- [Objective]
Set down the material below word for word, excluding the pictures.

- [Record excerpts]
┌────────
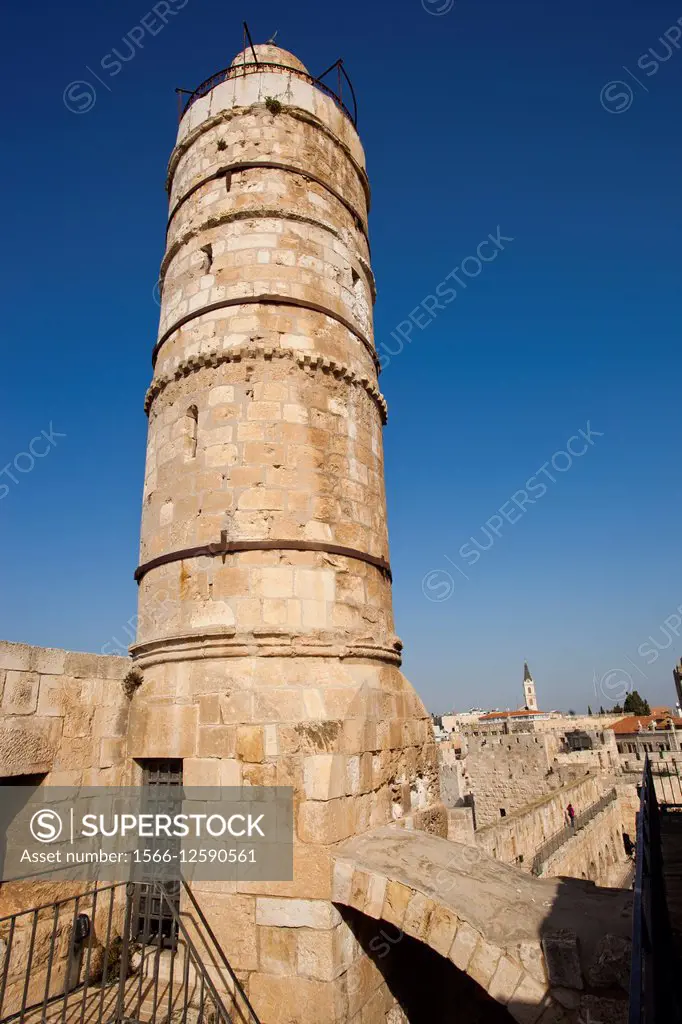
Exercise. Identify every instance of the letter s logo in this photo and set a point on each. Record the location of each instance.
(46, 825)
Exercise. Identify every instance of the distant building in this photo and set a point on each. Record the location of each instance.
(677, 677)
(524, 715)
(529, 697)
(653, 733)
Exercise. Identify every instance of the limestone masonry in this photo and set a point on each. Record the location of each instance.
(266, 652)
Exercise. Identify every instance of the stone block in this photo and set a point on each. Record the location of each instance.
(376, 893)
(342, 881)
(278, 950)
(315, 954)
(111, 754)
(20, 692)
(418, 915)
(528, 1001)
(250, 743)
(506, 978)
(17, 656)
(325, 776)
(209, 709)
(58, 694)
(395, 902)
(464, 945)
(358, 888)
(217, 741)
(29, 744)
(201, 771)
(483, 963)
(610, 964)
(562, 958)
(232, 919)
(278, 912)
(530, 955)
(163, 730)
(325, 821)
(48, 660)
(293, 999)
(440, 931)
(230, 771)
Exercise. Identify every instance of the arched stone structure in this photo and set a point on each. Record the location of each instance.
(546, 949)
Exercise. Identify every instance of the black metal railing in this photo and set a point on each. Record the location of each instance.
(556, 841)
(93, 957)
(654, 972)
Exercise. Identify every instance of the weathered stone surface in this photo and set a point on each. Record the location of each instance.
(506, 978)
(611, 964)
(295, 912)
(562, 958)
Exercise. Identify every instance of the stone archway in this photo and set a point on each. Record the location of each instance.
(529, 944)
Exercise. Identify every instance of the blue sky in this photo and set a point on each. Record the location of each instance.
(481, 118)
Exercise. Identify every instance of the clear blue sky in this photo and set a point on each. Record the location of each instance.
(485, 117)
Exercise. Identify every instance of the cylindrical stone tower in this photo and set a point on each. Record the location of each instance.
(265, 634)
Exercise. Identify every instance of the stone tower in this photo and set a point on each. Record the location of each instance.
(265, 636)
(529, 698)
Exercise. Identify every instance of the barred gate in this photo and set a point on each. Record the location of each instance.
(92, 958)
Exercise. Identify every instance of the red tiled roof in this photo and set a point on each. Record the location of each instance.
(510, 714)
(629, 725)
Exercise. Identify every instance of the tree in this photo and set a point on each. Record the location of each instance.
(635, 705)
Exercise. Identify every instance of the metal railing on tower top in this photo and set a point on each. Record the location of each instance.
(256, 67)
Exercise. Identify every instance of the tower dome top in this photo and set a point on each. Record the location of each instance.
(268, 53)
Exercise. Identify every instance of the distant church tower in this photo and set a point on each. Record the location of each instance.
(529, 698)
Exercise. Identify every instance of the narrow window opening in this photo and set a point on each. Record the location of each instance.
(209, 255)
(190, 431)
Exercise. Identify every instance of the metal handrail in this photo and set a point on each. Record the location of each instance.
(218, 948)
(563, 835)
(653, 973)
(79, 913)
(236, 71)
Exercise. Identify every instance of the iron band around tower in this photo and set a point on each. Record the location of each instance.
(271, 300)
(266, 165)
(224, 547)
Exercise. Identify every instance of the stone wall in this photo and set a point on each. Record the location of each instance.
(62, 714)
(453, 782)
(596, 852)
(517, 838)
(507, 772)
└────────
- [Response to the task]
Exercise. Identify every instance of the letter s logo in this photo and set a point on each. Record the location of each instance.
(46, 825)
Exercise. Identify every instance of the distant building in this photo and set a point on each. Record the location of each instance.
(677, 677)
(524, 715)
(529, 697)
(653, 733)
Exercise. Identify every instance of the limestone masonry in this photo and set a point on each. Record the location of each instance.
(266, 652)
Exercise. Identify every instance of the stone block in this photo and set a point on each. Record the location of each instance.
(376, 893)
(342, 881)
(278, 950)
(315, 954)
(111, 754)
(20, 692)
(418, 915)
(528, 1001)
(250, 743)
(506, 978)
(17, 656)
(325, 776)
(209, 709)
(58, 694)
(395, 902)
(464, 945)
(358, 888)
(217, 741)
(29, 744)
(201, 771)
(483, 963)
(610, 964)
(562, 958)
(232, 919)
(278, 912)
(530, 955)
(163, 730)
(325, 821)
(48, 660)
(293, 999)
(440, 931)
(230, 771)
Exercise. Identify every instance of the arched stone structure in this photo and set a point on each. Record the location of each instance.
(546, 949)
Exercise. Identify every instance of the black metal railing in this photo and set a point on each. Record the location of each instance.
(556, 841)
(93, 957)
(654, 972)
Exercise. Identify every instance of the weathered stone surface in this photo and set a point on each. Record the location of each instance.
(506, 978)
(611, 964)
(295, 912)
(562, 958)
Exercise. Identify every instance of the stone archway in this photo and set a point on each. Record the location of each instance.
(529, 944)
Exercise. Identify every instance of the blue sky in this photo and set a point on each. Record the location of each instance.
(481, 118)
Exercise. Identify every instance of the clear blue sky in this photo and set a point on each. Record the location of each instance.
(485, 117)
Exercise. Identify every instance of the cylindrical stone tower in this photo and set a point on each. Record the location of each instance.
(265, 634)
Exercise. Identify every instance of the stone tower in this photo and set a point on each. Record the location of each instance.
(265, 636)
(529, 698)
Exercise. Identify every instance of the barred gate in this photo and set a point on each. Record the location of each instance.
(92, 958)
Exercise. Identify every instance of the red tiled roof in this photo and set a point on each. Record the location of each instance.
(510, 714)
(629, 725)
Exercise. Identify every instance of the tree in this photo and set a point on each. Record the location of each instance.
(635, 705)
Exercise. Identify every instance of the metal railing on tower top in this photo and set a point on each. Record the location of each instance.
(256, 67)
Exercise. Identify every instance of the tower dome top in this photo and set a point on each. Record the location of each instance.
(268, 53)
Exercise. Identify every instance of the distant church tower in this photo and set a point on each. Record the location of each instance.
(529, 698)
Exercise. Identify every instance of the narrow window opening in this photo and set a point on each. Record the location of each instance.
(209, 255)
(190, 431)
Exercise. Identify every instance of the metal handrail in this photo and set a point on each. Record the location of each instance.
(218, 948)
(563, 835)
(653, 973)
(79, 913)
(236, 71)
Exercise. Identify every instance of the iron band around tower in this photo and set a point on each. Record the location of each instance.
(271, 300)
(266, 165)
(224, 547)
Exercise. Identify every instance of the stone wall in this photo and set a point on each. Record the location of each instance.
(62, 714)
(453, 782)
(596, 852)
(517, 838)
(507, 772)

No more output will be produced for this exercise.